**INSTRUCTIONS**:
**A.** Please list every specific year that the cassette-tape article gives as a four-digit number, leaving out decades such as the 1970s.
**B.** Carry the cassette-tape article forward from its last sentence.

**SOURCE TEXT**:
-- START --

The Cassette-Tape Generation

If like me you were young in the 1970s and ’80s, you probably remember the cassette recorder. Big as a backpack, it was part radio, part cassette player and it was all the rage. People could use it to record their favourite songs off the radio and then listen to them whenever they wanted to. At a time when record players with fancy trademarks were classified as luxury goods, cassette recorders made music accessible to everyone. This is how the ‘cassette-tape generation’ came to be.
The cassette tape, which was developed by Phillips in 1963, experienced its golden age in the 1980s. When Sony made a little portable device called the Walkman in 1979, music moved from the confines of one’s home to all over the world. Young people everywhere latched onto its light and compact design, and the profile of a man jogging along a boulevard with a Walkman strapped to his waist and headphones over his ears became a ubiquitous image in films at the time.

The cassette-tape recorder (Philips EL3302, 1968)

At one point, imports of the Walkman to Korea were banned. But that did not stop people from sneaking the devices into their luggage. Little by little, domestic manufacturers started to produce mini-cassette players that imitated the Sony Walkman. The streets of Seoul were gripped by Walkman fever. The device not only changed consumer life, it also created conflict between young and old. Parents scolded children for wearing headphones at their desks, saying: “How can you concentrate on studying if you keep listening to music?” But it was too late. The Walkman had become an integral part of our lives. The Walkman was a hit product with sales of millions and today it is in the dictionary as a common noun.

-- END --

(Rows from a pointing dataset)
-- START --

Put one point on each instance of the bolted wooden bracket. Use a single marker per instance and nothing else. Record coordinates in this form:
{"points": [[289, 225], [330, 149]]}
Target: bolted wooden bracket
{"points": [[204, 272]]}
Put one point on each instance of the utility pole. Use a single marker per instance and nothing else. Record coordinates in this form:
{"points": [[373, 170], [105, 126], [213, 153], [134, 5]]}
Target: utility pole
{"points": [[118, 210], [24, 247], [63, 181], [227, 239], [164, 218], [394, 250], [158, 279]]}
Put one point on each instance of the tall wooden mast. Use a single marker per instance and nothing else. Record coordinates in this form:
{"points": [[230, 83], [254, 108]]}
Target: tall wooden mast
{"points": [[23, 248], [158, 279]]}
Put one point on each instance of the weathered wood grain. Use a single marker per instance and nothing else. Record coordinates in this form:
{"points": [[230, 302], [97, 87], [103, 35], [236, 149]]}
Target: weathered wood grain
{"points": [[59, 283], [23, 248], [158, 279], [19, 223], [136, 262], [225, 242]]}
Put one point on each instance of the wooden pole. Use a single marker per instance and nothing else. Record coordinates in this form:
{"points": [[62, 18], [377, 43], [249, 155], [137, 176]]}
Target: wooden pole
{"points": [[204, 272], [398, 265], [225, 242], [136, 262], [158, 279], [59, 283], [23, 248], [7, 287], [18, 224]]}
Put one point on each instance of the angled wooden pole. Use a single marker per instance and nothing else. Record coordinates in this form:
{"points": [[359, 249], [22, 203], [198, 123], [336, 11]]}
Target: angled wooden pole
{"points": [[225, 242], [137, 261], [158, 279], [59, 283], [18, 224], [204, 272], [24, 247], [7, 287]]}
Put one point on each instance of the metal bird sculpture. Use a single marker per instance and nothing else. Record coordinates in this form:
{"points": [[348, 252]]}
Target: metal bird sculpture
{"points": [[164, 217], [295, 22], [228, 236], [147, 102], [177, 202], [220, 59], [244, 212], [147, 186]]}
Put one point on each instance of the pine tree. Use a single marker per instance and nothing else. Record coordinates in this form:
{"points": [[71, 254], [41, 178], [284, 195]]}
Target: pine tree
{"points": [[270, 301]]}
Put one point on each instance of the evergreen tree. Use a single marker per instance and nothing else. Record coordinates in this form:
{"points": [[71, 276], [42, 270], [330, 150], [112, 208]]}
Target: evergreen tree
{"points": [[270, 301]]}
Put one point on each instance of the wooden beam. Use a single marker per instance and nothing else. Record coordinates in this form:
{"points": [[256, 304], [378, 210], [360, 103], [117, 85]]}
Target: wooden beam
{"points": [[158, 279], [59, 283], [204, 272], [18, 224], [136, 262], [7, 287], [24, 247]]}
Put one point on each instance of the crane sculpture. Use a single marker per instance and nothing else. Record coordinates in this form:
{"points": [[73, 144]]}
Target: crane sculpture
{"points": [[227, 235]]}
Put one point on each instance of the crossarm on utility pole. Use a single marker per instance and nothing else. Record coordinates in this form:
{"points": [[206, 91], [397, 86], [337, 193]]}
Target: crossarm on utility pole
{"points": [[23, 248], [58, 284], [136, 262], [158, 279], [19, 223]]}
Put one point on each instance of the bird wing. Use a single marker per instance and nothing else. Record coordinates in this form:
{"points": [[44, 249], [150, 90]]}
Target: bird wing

-- END --

**ANSWERS TO THE EXERCISE**:
**A.** 1963, 1979, 1968

**B.**
The Sonny Walkman (WM-D6C Pro, 1984)

But with the advent of the compact disc, the age of cassette tapes and the Walkman began to fade and the growing prevalence of the MP3 in the 2000s virtually ended the cassette’s reign. Sony recently announced that it is ceasing production of its cassette Walkman. But although the device is about to disappear behind the shadow of history, cassette-tape players still hold sway at roadside rest stops in Korea, where they play popular songs of yore.
In the same way that flowers bloom and fade, modern technology is constantly changing. For us, the ones of the cassette-tape generation, however, the end of the cassette Walkman signals the end of an era.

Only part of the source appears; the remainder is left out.